> The request:
Update the lines between the one holding "Task: Where can the textured" and the one holding "318], [95, 410]]", inclusive, by replacing "textured" with "ridged" and leaving everything else unchanged.

> Dataset rows:
◆ ◆ ◆ ◆ ◆ ◆ ◆
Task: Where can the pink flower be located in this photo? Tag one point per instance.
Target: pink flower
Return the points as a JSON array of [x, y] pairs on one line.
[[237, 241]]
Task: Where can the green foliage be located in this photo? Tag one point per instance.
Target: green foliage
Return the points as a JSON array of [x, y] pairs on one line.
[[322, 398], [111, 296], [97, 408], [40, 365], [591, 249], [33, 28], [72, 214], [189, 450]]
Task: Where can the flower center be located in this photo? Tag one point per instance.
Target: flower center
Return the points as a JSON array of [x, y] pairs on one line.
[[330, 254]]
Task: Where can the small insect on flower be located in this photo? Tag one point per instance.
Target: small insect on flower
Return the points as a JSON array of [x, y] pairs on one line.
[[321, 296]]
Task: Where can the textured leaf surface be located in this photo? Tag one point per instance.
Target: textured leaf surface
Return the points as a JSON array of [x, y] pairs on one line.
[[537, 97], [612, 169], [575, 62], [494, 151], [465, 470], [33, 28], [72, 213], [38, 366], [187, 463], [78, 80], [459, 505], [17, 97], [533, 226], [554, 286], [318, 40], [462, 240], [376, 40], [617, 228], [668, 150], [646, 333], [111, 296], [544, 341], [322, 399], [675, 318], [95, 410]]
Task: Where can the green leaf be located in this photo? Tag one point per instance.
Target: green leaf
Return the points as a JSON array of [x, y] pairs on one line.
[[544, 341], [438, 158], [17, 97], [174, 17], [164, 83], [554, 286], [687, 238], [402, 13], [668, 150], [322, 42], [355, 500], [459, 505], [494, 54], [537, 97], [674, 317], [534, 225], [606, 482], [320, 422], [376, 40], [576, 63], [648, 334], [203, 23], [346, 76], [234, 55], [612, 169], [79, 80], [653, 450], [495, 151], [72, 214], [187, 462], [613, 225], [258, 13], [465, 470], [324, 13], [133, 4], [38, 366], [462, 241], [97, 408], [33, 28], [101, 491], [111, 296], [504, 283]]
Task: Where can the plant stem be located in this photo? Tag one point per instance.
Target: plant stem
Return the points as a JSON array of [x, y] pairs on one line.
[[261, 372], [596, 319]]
◆ ◆ ◆ ◆ ◆ ◆ ◆
> Result:
Task: Where can the ridged leaf surface be located in this photo? Tag one point per instance.
Target: ridged leaf surface
Return the points as a JSON array of [x, y] pairs on one line.
[[537, 97], [612, 169], [575, 62], [494, 151], [465, 470], [33, 28], [72, 213], [38, 366], [187, 463], [78, 80], [459, 505], [17, 97], [533, 226], [554, 286], [318, 40], [462, 240], [376, 40], [617, 228], [668, 150], [646, 333], [111, 296], [544, 341], [322, 399], [675, 318], [95, 410]]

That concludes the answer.